*STATED EXERCISE*:
Copy out every line of the records that contains the word "road", treating uppercase and lowercase as different.

*INFORMATION PROVIDED*:
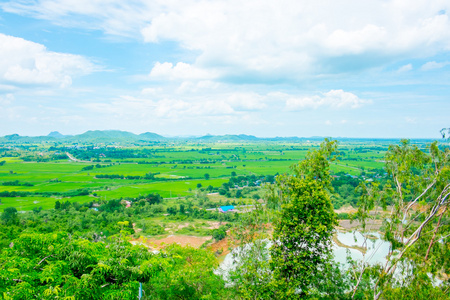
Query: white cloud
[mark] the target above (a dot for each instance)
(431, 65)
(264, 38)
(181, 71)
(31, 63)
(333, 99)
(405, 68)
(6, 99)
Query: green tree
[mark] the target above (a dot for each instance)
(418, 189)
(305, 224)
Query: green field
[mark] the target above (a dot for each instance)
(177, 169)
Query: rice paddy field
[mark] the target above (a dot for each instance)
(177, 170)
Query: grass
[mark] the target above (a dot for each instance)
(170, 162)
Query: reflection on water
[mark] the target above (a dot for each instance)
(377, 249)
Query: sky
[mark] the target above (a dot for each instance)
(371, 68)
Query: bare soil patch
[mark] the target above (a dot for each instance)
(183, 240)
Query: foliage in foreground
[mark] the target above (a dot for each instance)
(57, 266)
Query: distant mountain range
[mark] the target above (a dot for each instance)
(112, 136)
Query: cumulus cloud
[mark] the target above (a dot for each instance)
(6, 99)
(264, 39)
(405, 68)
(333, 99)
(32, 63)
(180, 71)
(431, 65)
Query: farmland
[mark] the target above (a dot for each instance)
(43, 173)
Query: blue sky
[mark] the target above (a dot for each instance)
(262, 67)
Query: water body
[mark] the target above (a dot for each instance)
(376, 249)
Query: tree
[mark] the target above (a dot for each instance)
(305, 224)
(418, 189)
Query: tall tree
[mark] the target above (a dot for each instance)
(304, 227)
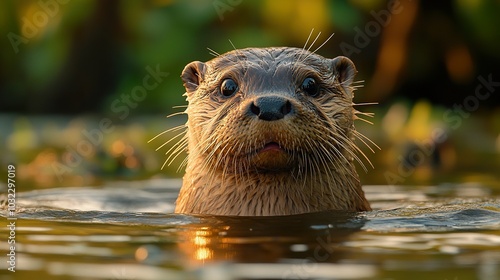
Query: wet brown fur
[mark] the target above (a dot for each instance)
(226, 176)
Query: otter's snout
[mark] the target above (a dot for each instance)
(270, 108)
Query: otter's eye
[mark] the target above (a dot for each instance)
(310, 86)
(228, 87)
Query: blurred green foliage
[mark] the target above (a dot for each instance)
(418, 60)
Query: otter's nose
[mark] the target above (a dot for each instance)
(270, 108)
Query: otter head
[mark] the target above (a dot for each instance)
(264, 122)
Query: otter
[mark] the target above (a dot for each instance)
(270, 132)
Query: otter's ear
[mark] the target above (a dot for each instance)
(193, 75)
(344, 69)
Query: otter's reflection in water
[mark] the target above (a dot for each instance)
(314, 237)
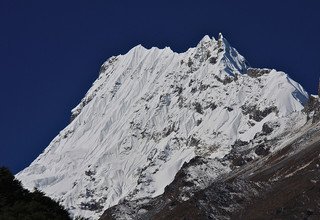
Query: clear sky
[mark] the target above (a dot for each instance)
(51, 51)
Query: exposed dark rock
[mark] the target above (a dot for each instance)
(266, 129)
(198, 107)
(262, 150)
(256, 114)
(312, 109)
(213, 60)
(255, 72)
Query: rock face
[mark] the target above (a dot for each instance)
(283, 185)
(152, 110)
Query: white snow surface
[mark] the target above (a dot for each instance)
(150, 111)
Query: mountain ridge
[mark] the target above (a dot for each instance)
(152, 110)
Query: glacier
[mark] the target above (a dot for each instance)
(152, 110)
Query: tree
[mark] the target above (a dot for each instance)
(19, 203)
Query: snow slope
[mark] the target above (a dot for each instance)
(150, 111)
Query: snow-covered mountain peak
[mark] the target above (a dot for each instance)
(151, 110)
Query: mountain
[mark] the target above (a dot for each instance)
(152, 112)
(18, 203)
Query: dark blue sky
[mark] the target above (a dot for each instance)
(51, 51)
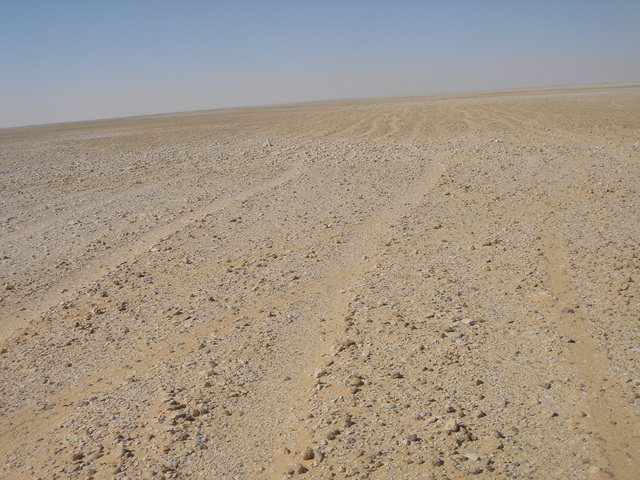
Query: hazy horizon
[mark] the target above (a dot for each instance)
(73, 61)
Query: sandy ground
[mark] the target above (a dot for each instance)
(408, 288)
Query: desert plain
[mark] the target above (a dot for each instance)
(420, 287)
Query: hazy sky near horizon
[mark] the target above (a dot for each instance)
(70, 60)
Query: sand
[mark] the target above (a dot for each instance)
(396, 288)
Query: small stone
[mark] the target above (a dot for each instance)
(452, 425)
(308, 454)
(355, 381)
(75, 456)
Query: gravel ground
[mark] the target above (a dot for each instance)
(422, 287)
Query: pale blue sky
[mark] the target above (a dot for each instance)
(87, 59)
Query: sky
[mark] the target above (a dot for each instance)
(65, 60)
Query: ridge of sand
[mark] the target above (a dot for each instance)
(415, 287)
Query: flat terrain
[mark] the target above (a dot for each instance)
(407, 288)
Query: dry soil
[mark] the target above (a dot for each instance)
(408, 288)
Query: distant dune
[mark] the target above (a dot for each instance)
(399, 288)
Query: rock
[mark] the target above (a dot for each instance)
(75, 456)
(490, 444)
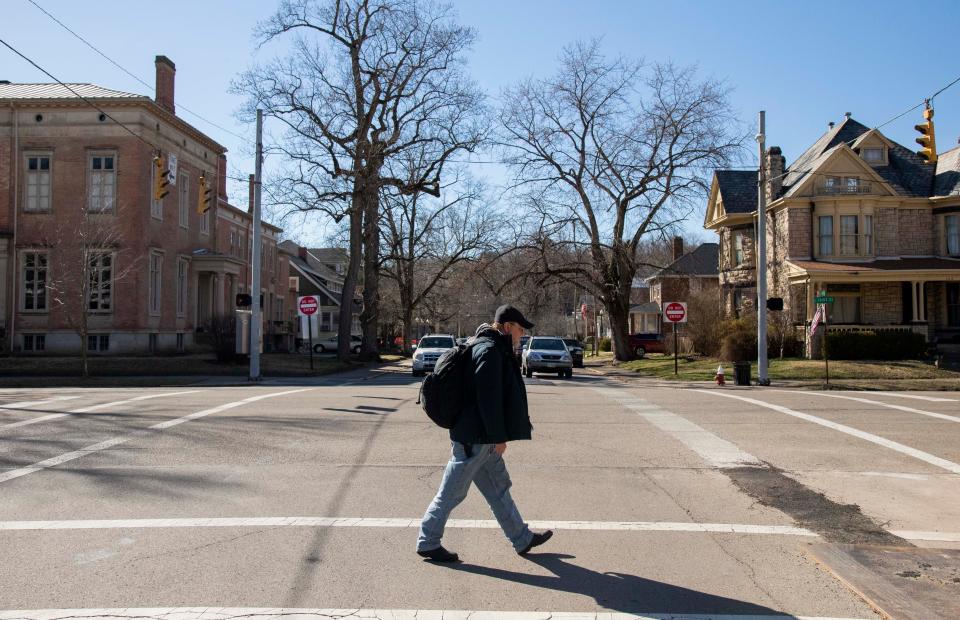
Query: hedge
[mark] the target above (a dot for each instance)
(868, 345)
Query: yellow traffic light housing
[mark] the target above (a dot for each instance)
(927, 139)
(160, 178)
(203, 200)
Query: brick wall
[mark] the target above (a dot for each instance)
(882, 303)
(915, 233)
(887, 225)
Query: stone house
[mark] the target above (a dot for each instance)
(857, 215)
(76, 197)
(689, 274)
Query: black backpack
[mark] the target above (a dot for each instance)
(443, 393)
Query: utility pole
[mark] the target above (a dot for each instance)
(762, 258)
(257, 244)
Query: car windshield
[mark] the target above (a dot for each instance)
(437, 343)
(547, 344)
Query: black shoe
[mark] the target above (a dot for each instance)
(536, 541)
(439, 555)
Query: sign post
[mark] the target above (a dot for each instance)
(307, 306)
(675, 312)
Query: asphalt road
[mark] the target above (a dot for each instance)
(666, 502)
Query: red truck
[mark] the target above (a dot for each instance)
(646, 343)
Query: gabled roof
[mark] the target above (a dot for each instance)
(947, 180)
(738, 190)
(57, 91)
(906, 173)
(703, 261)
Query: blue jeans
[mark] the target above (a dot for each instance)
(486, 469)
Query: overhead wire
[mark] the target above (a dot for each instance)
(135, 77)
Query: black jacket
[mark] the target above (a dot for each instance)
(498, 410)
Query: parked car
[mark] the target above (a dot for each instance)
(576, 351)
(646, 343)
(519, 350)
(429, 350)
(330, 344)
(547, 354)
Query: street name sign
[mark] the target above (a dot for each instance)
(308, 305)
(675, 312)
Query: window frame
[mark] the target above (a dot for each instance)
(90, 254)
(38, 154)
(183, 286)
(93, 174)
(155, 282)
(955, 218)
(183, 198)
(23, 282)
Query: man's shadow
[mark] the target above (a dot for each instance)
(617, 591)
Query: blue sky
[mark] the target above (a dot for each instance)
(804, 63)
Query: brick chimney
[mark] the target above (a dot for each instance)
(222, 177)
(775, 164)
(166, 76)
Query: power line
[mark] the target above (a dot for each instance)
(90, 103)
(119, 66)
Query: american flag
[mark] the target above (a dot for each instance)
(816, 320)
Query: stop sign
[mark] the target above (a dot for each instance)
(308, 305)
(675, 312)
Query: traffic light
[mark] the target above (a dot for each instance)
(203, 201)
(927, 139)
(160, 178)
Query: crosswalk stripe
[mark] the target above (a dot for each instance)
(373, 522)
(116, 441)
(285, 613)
--
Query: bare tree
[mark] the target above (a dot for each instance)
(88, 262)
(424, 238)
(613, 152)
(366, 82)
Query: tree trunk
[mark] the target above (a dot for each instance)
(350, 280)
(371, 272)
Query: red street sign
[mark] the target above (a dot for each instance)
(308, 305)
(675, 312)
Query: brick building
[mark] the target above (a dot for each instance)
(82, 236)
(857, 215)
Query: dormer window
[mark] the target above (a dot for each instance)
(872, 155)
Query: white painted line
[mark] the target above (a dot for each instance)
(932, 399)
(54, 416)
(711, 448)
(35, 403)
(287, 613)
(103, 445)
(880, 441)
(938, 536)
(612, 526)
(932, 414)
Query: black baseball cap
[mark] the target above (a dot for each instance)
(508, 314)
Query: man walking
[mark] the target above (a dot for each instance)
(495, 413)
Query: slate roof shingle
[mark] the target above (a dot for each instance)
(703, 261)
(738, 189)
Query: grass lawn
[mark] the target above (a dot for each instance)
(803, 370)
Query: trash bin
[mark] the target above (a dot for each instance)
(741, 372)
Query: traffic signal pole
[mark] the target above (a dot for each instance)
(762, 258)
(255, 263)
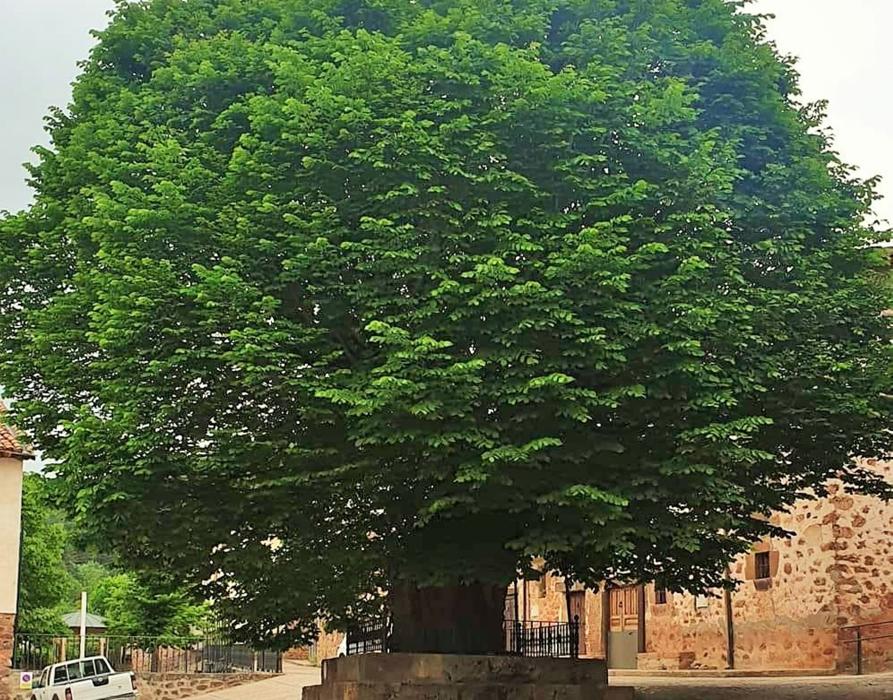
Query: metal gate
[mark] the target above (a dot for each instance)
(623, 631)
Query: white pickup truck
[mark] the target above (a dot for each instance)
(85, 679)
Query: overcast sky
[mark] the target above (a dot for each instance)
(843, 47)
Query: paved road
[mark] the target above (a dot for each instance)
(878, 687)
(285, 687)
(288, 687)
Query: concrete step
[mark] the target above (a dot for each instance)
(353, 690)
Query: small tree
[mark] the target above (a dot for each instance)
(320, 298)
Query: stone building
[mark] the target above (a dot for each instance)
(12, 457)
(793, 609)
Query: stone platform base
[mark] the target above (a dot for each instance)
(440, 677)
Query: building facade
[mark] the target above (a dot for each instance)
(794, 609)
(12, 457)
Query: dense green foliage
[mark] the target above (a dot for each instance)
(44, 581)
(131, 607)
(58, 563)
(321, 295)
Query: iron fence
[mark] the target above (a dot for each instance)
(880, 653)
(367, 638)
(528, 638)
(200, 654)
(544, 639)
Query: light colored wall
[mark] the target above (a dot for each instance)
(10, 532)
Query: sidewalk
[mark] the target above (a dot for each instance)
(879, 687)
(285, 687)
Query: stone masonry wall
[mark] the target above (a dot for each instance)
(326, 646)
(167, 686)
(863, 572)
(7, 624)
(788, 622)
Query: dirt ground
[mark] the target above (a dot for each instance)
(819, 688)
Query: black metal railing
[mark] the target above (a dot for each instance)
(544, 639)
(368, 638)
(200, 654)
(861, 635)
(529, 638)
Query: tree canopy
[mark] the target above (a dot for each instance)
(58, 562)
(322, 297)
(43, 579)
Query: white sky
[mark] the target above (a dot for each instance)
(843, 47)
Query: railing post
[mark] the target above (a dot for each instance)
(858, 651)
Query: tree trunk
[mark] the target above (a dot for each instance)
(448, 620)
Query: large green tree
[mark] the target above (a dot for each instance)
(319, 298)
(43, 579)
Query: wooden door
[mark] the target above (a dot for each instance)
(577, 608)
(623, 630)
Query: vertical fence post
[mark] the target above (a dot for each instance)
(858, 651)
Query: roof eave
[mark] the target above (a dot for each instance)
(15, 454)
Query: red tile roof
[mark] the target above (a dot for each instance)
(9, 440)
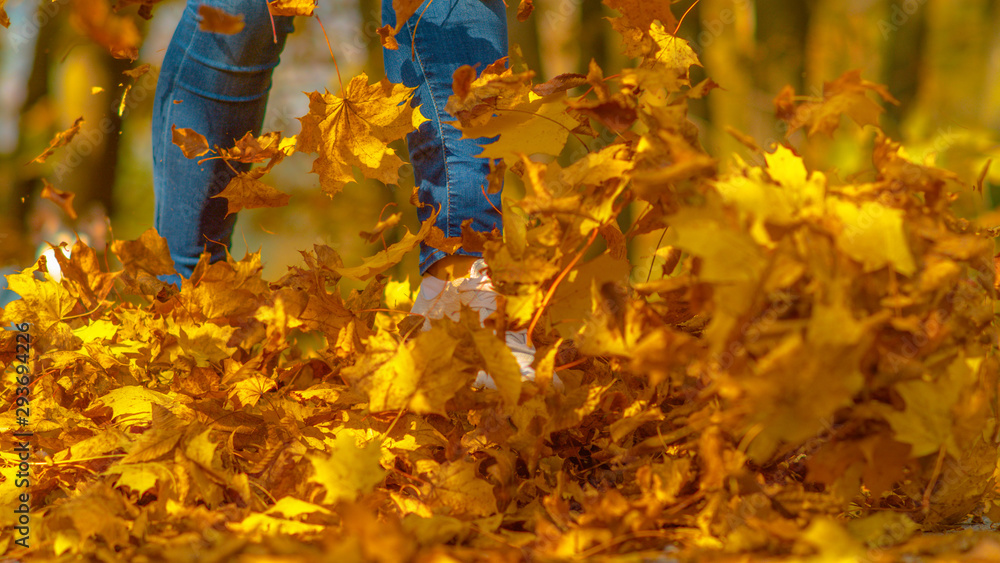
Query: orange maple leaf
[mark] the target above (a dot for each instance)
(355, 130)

*TASK ANSWER*:
Query: asphalt road
Query: paved road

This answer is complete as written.